----- Record set
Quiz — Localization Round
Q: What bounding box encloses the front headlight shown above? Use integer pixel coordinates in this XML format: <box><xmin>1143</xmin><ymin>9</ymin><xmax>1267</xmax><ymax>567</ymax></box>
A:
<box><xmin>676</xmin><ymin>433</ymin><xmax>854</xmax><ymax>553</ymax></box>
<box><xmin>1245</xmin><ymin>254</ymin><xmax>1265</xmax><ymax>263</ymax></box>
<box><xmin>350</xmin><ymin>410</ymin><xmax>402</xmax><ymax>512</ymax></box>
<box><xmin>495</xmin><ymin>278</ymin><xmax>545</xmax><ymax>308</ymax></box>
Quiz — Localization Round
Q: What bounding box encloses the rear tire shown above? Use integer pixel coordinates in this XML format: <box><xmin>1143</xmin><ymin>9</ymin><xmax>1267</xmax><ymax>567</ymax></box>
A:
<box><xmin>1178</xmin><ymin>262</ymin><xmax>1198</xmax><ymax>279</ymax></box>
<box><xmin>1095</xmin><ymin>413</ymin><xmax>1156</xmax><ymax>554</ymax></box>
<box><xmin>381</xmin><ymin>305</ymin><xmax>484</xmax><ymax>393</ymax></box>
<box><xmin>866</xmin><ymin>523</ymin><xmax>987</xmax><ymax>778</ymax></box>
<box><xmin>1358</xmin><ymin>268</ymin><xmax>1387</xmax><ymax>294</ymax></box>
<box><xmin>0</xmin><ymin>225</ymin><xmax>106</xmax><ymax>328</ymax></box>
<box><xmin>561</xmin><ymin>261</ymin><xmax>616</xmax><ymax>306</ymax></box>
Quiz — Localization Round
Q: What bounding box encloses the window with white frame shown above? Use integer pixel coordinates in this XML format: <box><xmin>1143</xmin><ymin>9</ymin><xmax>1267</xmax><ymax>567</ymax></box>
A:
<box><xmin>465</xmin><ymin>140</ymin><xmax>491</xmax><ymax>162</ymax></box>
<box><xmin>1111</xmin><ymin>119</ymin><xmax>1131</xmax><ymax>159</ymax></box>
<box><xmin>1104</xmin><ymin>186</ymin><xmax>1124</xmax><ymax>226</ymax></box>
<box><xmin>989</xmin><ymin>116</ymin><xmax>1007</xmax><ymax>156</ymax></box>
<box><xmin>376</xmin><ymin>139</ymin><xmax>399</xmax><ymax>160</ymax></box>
----------
(Required action)
The lines above, from the start of the records through the one containing "Q: What bounding box encloses the front", are to be printed exactly, and nothing else is to be included.

(Written response)
Quiz — Localization Round
Q: What bounding box encloses the front headlight shown above? Use integer pixel coordinates in this XML format: <box><xmin>1143</xmin><ymin>9</ymin><xmax>1267</xmax><ymax>567</ymax></box>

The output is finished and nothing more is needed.